_What you are asked to do_:
Could you arrange the lines below as a JSON list of strings, one string per line, starting at the line that has "task: give the mask of every instance of the cloud" and stopping after the line that has "[[[99,97],[99,103],[103,102],[103,98],[101,97]]]"? Omit blank lines and leave the pictures out.

_Listed records_:
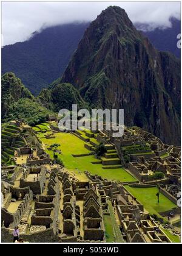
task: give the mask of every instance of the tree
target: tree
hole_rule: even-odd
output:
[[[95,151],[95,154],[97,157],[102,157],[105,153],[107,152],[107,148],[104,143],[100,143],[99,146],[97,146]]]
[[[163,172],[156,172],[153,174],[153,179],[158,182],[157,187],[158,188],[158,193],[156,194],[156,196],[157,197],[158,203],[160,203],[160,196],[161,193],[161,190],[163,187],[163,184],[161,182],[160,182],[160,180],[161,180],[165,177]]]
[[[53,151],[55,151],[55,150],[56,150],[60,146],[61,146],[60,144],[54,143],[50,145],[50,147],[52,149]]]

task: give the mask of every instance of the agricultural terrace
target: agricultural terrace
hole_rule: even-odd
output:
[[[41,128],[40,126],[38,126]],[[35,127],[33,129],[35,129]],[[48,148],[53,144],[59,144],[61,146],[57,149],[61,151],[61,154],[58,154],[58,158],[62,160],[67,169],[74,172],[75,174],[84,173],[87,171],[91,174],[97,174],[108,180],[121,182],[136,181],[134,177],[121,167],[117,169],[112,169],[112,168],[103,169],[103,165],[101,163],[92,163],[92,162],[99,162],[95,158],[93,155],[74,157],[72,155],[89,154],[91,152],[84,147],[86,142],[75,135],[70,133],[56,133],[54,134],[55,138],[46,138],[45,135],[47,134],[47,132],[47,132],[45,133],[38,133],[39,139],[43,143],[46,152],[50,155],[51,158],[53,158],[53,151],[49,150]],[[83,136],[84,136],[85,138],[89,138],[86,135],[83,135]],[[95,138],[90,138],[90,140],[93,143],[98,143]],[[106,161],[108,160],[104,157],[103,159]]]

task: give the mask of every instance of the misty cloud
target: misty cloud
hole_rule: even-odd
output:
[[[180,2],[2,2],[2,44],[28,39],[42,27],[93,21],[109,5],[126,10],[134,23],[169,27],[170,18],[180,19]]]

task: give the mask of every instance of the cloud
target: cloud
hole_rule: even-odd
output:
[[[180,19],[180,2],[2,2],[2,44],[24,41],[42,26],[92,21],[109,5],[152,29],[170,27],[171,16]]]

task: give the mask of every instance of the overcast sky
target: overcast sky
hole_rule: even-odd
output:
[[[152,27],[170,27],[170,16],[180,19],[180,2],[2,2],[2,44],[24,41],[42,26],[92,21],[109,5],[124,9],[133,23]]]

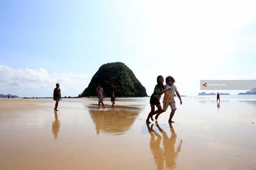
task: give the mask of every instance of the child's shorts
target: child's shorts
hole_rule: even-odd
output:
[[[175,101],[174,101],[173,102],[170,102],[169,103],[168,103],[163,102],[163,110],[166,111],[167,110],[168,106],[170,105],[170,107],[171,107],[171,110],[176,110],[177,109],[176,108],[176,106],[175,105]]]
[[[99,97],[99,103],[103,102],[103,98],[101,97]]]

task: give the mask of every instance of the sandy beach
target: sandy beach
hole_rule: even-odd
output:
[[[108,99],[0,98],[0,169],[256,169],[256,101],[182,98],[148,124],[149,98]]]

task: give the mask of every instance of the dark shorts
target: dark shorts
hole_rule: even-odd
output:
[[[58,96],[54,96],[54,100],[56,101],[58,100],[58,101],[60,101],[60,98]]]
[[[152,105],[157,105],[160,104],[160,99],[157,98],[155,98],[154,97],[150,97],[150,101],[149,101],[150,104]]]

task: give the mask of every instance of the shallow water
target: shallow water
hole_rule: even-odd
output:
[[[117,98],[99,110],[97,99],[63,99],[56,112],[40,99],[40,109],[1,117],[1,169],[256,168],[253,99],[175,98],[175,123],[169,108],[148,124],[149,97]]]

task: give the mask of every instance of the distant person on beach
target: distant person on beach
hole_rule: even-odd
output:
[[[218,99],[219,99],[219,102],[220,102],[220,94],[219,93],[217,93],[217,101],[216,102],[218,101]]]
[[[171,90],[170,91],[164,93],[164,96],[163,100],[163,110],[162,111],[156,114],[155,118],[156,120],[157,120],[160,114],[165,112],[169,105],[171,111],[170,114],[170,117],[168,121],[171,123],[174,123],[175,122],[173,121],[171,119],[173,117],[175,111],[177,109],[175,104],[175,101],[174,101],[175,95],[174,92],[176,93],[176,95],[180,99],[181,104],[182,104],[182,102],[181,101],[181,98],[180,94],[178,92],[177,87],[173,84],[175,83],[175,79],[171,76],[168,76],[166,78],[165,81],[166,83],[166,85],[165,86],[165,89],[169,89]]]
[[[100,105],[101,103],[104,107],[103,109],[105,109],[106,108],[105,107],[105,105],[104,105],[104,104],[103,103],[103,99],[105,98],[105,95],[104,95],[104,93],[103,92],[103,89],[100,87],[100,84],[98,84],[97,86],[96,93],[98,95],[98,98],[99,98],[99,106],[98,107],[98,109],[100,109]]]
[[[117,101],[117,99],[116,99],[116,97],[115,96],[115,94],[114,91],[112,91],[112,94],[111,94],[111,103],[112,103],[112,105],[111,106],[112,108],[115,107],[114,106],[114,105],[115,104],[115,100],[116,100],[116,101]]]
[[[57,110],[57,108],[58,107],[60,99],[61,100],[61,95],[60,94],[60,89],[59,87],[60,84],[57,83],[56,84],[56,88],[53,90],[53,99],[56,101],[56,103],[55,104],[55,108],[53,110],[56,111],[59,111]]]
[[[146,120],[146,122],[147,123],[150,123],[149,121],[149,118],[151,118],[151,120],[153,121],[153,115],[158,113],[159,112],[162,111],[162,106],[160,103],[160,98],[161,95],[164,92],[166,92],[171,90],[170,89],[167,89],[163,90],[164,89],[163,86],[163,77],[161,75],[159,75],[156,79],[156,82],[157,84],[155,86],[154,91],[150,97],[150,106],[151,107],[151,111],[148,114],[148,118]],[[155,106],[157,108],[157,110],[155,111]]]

_Completed exercise_:
[
  "task: give the mask of every instance of the cloud",
  "target: cloud",
  "hole_rule: even-odd",
  "output:",
  "[[[180,19],[180,2],[2,2],[2,44],[24,41],[42,26],[92,21],[109,5],[152,29],[170,27],[171,16]]]",
  "task: give the mask of every instance of the overcast sky",
  "target: overcast sky",
  "hole_rule: even-odd",
  "output:",
  "[[[152,27],[170,27],[170,16],[180,19],[180,2],[2,2],[2,44],[24,41],[42,26],[92,21],[109,5],[124,9],[133,23]]]",
  "task: give the mask of every instance of the child's shorts",
  "target: child's shorts",
  "hole_rule: even-odd",
  "output:",
  "[[[175,101],[174,101],[173,102],[170,102],[169,103],[168,103],[163,102],[163,110],[166,111],[167,110],[168,106],[170,105],[170,107],[171,107],[171,110],[176,110],[177,109],[176,108],[176,106],[175,105]]]",
  "[[[99,97],[99,103],[103,102],[103,98],[101,97]]]"
]